[Written exercise A]
Count the lines in the rows below that contain the string "dome", and give only that number.

[Selected text]
But it’s recognizing that there’s this one who is going to justify many, for He shall bear their iniquities. So there’s a couple of things here in this promise. First, He’s promised as a vicarious substitute. He’s promised as a vicarious substitute. He is going to justify many. How? Because He will bear their iniquities. This is the doctrine of substitution. This is the doctrine in which we recognize that in order for that guilt that we have before God to no longer be a problem in the sense that it no longer will cause God, by default, to condemn us forever—that guilt and that shame is laid on the substitute. The substitute takes the guilt. And so he shall—it says, “for he shall bear their iniquities”—iniquities that have separated them from God. He takes the sins of the people onto Himself. He suffers in their place. This is foundational. The mediator in reconciling the parties actually takes the responsibility to take on Him the guilt of those that He is representing.

[Written exercise B]
Copy out the entire passage on the substitute bearing iniquities, word for word.

[Data for this task]
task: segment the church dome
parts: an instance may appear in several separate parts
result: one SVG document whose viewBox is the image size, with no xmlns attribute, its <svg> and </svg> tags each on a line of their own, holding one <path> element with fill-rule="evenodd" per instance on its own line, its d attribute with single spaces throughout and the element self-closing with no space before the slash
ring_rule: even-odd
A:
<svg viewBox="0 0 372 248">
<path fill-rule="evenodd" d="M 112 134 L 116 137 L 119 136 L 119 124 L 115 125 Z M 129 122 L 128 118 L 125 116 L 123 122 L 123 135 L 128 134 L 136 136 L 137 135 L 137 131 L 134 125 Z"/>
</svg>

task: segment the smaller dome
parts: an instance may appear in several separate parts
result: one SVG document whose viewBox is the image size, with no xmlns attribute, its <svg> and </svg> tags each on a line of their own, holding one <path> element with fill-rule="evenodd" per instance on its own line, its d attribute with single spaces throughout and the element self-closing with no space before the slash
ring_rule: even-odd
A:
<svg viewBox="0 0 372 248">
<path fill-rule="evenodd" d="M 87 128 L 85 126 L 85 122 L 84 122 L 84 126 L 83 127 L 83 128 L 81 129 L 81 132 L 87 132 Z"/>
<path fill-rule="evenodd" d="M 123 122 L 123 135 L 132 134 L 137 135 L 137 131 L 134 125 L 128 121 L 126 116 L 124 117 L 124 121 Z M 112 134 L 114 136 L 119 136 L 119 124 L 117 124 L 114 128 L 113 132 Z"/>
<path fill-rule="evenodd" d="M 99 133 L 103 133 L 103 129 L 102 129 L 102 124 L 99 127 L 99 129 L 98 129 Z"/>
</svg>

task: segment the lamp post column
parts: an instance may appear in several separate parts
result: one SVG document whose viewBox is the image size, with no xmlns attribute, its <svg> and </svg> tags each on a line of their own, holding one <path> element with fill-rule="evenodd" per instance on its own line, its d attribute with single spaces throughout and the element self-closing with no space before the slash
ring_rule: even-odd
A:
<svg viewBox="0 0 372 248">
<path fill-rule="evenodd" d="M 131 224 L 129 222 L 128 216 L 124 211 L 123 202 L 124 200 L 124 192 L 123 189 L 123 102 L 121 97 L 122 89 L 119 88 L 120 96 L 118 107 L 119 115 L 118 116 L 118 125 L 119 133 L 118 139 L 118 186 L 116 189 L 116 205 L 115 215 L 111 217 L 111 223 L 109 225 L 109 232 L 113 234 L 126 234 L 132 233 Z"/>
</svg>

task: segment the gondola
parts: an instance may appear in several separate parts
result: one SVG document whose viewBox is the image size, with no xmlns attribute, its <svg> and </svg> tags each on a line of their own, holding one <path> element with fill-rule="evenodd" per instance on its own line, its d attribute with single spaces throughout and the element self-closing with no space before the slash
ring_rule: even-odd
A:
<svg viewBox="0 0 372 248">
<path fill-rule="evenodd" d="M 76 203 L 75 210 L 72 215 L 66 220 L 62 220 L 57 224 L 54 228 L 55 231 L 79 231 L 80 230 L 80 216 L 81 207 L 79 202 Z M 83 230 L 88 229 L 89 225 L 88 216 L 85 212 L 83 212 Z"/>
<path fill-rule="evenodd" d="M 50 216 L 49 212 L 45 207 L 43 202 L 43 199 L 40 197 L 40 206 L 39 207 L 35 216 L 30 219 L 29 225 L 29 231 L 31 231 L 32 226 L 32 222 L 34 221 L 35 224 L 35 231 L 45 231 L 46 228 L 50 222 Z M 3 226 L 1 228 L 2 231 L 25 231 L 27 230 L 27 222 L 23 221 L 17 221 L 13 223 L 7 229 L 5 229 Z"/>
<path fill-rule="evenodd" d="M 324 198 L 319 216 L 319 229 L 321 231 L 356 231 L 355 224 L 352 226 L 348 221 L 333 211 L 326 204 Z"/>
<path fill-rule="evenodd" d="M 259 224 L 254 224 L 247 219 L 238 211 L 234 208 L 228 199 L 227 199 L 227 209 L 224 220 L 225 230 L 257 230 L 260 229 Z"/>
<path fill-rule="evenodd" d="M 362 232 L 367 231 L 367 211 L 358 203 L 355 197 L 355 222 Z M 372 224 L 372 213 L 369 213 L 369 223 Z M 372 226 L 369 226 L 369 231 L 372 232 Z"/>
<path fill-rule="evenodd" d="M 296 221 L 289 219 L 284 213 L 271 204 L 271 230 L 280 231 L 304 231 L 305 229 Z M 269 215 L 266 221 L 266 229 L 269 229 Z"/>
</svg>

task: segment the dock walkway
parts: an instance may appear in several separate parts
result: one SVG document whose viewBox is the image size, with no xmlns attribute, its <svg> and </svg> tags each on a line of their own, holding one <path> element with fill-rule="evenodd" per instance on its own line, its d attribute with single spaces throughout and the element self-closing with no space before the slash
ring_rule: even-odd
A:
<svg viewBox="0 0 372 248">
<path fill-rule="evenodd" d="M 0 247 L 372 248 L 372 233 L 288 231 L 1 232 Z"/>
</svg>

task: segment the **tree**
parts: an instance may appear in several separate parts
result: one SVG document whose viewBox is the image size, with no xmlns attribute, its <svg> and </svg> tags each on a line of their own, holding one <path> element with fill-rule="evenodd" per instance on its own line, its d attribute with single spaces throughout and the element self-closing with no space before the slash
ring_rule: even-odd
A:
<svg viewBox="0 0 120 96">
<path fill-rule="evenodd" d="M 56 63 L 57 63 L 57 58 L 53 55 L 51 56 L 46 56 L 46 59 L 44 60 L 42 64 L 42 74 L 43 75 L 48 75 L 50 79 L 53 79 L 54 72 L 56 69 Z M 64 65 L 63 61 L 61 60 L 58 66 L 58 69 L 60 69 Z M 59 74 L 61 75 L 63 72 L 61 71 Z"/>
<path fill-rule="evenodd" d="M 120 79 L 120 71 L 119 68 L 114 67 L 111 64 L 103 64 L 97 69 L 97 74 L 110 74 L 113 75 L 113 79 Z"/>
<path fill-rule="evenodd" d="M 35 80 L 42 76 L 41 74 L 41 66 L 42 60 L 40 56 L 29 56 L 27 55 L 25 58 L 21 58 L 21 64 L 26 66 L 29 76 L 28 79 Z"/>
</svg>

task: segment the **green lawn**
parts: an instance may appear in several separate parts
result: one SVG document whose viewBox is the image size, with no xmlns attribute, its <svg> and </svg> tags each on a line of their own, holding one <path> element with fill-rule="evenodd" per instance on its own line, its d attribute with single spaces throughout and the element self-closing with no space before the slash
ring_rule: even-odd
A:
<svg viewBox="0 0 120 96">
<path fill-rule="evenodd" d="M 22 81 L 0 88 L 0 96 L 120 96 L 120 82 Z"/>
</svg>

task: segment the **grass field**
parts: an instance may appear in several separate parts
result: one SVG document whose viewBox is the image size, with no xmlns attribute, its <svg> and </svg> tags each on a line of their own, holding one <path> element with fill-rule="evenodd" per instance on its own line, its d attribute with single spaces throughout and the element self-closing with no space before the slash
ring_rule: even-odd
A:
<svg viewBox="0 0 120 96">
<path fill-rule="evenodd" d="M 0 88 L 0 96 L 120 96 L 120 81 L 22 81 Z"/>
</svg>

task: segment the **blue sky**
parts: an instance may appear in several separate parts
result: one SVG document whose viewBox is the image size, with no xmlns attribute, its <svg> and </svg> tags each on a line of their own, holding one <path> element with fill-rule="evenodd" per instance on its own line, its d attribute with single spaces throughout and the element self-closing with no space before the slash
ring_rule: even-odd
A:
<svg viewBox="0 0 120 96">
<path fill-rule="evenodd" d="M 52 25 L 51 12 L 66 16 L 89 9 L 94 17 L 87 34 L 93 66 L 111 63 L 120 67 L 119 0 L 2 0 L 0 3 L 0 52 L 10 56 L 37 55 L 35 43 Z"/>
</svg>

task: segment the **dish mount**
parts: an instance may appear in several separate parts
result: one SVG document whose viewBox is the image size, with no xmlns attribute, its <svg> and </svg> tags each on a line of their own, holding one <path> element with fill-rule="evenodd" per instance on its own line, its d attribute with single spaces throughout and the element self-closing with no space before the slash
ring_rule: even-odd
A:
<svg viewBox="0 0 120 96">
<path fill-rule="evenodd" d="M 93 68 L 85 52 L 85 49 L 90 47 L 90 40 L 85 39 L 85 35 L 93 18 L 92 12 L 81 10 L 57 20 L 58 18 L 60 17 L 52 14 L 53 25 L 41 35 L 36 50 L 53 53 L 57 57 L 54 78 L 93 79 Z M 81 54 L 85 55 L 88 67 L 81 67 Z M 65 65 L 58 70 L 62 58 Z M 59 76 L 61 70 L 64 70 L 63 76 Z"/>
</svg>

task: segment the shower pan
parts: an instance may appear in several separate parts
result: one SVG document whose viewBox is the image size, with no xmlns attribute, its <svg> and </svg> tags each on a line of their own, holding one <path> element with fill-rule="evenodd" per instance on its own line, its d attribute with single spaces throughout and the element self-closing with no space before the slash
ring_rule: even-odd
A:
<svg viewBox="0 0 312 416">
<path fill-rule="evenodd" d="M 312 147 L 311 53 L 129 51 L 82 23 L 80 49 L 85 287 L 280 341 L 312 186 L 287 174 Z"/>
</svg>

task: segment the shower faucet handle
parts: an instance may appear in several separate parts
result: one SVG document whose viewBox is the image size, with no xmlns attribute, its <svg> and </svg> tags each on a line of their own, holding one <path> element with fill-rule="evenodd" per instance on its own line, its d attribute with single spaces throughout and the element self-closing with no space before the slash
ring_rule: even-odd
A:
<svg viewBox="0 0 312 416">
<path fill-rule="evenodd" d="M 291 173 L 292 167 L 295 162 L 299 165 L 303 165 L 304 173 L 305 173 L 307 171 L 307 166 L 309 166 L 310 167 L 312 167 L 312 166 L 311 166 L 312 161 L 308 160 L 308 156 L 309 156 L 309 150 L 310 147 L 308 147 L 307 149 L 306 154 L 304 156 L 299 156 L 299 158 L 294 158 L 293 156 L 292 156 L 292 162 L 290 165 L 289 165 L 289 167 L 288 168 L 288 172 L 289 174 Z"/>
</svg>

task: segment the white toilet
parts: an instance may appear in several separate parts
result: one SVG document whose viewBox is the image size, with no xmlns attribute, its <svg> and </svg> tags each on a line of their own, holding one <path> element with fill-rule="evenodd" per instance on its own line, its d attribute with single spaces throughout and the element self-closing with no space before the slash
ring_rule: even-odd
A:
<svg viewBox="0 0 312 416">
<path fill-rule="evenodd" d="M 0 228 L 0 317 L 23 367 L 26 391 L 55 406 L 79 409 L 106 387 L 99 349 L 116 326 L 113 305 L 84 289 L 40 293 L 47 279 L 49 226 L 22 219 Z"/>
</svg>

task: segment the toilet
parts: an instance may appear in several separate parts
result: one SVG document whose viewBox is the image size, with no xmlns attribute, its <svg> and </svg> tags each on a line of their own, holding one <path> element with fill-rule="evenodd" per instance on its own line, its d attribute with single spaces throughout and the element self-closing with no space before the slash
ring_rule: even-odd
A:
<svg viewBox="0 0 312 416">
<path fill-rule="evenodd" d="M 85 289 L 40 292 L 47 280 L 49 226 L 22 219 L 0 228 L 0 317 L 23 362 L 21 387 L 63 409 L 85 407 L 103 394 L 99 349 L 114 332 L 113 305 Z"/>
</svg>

[Exercise response A]
2

[Exercise response B]
But it’s recognizing that there’s this one who is going to justify many, for He shall bear their iniquities. So there’s a couple of things here in this promise. First, He’s promised as a vicarious substitute. He’s promised as a vicarious substitute. He is going to justify many. How? Because He will bear their iniquities. This is the doctrine of substitution. This is the doctrine in which we recognize that in order for that guilt that we have before God to no longer be a problem in the sense that it no longer will cause God, by default, to condemn us forever—that guilt and that shame is laid on the substitute. The substitute takes the guilt. And so he shall—it says, “for he shall bear their iniquities”—iniquities that have separated them from God. He takes the sins of the people onto Himself. He suffers in their place. This is foundational. The mediator in reconciling the parties actually takes the responsibility to take on Him the guilt of those that He is representing.